• **Dataset extract**:
-=-=-=-=-

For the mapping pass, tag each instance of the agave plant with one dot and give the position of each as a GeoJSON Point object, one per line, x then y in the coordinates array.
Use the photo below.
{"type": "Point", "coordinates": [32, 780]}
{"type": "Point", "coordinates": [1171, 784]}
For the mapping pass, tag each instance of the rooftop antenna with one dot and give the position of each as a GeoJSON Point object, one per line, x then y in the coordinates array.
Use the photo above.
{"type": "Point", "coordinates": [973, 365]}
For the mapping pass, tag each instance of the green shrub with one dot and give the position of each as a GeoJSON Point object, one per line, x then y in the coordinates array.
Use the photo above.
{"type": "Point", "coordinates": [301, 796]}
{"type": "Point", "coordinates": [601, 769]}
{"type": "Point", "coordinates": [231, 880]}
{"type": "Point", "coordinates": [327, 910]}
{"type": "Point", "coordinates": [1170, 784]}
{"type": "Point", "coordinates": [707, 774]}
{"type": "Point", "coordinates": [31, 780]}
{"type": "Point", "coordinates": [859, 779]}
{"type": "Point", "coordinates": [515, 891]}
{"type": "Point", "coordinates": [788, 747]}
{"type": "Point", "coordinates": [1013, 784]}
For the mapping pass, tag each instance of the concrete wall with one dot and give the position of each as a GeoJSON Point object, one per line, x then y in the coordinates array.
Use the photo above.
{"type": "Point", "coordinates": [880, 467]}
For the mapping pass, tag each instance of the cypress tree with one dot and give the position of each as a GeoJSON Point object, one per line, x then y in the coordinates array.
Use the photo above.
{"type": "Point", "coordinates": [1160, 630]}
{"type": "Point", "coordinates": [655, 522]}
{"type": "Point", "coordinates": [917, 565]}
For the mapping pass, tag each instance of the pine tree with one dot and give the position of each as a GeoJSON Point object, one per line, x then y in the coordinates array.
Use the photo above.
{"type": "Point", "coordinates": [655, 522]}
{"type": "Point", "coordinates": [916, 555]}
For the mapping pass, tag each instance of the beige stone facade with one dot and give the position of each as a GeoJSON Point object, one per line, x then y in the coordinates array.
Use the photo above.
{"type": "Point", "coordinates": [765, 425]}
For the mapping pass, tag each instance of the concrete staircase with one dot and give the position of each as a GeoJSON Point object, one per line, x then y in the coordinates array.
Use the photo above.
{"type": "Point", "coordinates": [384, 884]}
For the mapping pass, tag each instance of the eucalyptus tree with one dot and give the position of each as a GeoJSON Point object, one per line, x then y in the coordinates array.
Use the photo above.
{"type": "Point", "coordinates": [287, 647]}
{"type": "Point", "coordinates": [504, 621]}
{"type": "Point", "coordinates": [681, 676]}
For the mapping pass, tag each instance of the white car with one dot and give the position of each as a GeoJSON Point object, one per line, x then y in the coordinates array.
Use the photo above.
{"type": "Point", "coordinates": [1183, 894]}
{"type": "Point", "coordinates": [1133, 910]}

-=-=-=-=-

• **Task directions**: Output the part of the items that opens with the line containing "For the mapping pass, tag each instance of the beige" and runs through the last line of the items as a Markdown table. Use the columns Row and Line, give each line its own numbered row, and leave out blank lines.

• **Output of the exercise**:
| Row | Line |
|---|---|
| 1 | For the mapping pass, tag each instance of the beige stone facade with one dot and give the position of each as a GeoJSON Point object, one per line, x then y in the coordinates array. |
| 2 | Use the photo above. |
| 3 | {"type": "Point", "coordinates": [765, 425]} |
| 4 | For the mapping pass, tag each instance of the concrete staircase with one dot and give the position of each as a GeoJSON Point object, one per line, x then y in the coordinates array. |
| 5 | Use the photo above. |
| 6 | {"type": "Point", "coordinates": [384, 884]} |
| 7 | For the mapping pass, tag each instance of the eucalyptus tree with one dot and give the position of each as a GeoJSON Point object, one per line, x then y in the coordinates array. |
| 8 | Use the photo above. |
| 9 | {"type": "Point", "coordinates": [287, 647]} |
| 10 | {"type": "Point", "coordinates": [504, 621]} |
| 11 | {"type": "Point", "coordinates": [681, 676]} |
| 12 | For the mapping pass, tag each instance of the white car with one dot and give the position of each as a GeoJSON Point object, one per line, x then y in the coordinates array. |
| 13 | Use the photo above. |
| 14 | {"type": "Point", "coordinates": [1183, 894]} |
| 15 | {"type": "Point", "coordinates": [1133, 910]} |